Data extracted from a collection
═══

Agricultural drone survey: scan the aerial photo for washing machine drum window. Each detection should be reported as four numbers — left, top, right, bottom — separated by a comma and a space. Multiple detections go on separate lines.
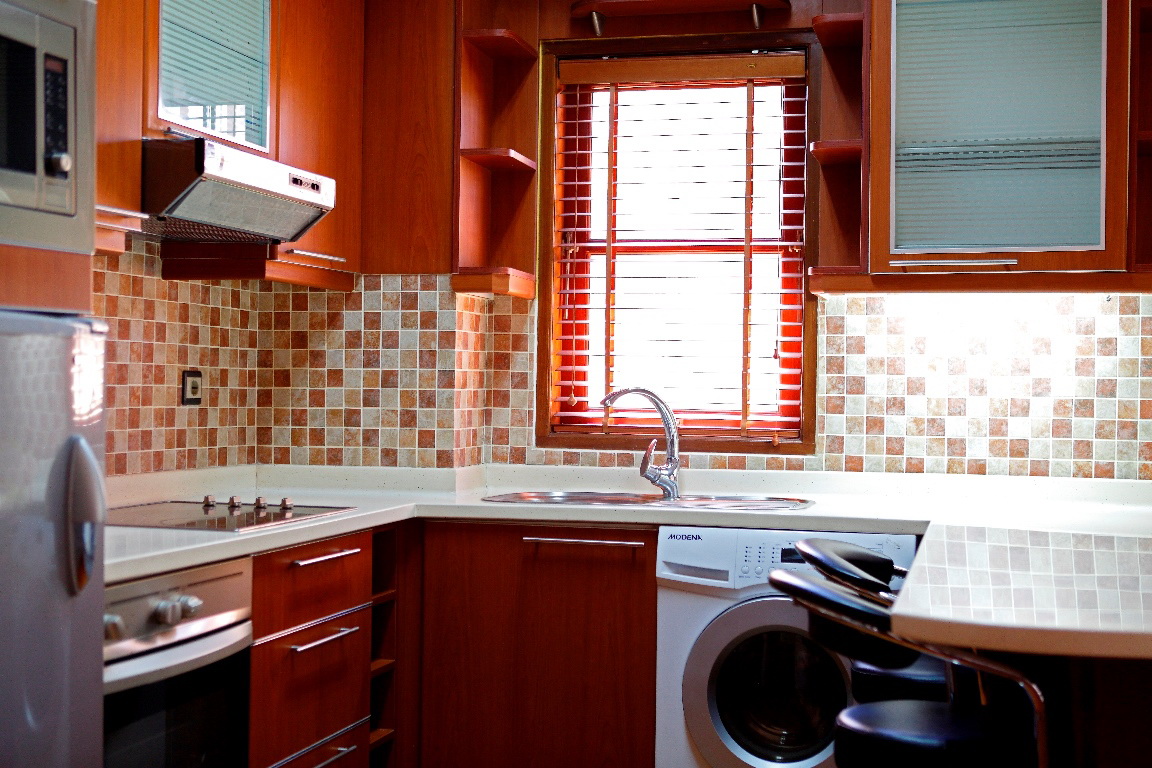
684, 596, 849, 768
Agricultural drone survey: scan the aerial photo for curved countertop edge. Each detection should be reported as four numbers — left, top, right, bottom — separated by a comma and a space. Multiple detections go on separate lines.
891, 613, 1152, 660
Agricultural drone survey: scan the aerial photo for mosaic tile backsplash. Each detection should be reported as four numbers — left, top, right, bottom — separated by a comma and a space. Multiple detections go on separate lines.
96, 239, 1152, 480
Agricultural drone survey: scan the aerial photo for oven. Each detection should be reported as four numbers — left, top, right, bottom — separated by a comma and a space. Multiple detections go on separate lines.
103, 558, 253, 768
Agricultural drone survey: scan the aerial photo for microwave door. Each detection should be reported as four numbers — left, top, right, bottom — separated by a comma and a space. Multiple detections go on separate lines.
0, 309, 106, 768
0, 3, 41, 209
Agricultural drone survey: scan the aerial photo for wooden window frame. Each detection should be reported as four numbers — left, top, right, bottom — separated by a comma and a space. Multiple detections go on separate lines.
535, 34, 819, 456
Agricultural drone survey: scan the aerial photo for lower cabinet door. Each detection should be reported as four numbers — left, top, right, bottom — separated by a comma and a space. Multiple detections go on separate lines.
274, 723, 369, 768
250, 608, 370, 768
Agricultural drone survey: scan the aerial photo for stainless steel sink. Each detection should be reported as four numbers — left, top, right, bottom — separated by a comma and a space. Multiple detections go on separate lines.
482, 491, 813, 511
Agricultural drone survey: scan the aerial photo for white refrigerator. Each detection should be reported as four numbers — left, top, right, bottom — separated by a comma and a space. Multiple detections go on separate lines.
0, 308, 105, 767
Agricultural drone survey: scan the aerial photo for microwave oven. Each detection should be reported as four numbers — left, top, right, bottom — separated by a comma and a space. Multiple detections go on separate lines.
0, 0, 95, 255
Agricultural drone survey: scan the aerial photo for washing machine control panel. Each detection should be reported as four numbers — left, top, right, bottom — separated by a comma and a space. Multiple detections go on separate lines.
658, 526, 917, 591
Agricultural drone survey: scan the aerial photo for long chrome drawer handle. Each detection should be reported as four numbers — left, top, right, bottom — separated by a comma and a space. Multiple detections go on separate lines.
292, 548, 362, 567
888, 258, 1018, 267
290, 626, 360, 653
523, 536, 645, 548
310, 746, 357, 768
283, 249, 346, 263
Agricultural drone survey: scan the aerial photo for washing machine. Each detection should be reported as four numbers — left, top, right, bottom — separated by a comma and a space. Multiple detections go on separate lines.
656, 526, 917, 768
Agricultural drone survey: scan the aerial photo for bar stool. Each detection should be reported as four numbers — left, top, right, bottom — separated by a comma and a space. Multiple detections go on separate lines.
768, 568, 1047, 768
795, 537, 949, 703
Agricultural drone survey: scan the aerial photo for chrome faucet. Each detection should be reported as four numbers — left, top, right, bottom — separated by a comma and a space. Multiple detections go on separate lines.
601, 388, 681, 500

═══

**Work instruction**: Exact retyping is required: the line with "Agricultural drone survey: scan the aerial photo for chrome" through the end of the data, both ends included, and no other line.

**Solution to this exercise**:
Agricultural drone survey: scan the aerial photo for chrome faucet. Each detection should be reported as four numbers — left, top, right, bottom — separated by a comma and a space. Multiple detections go on separate lines.
601, 388, 681, 500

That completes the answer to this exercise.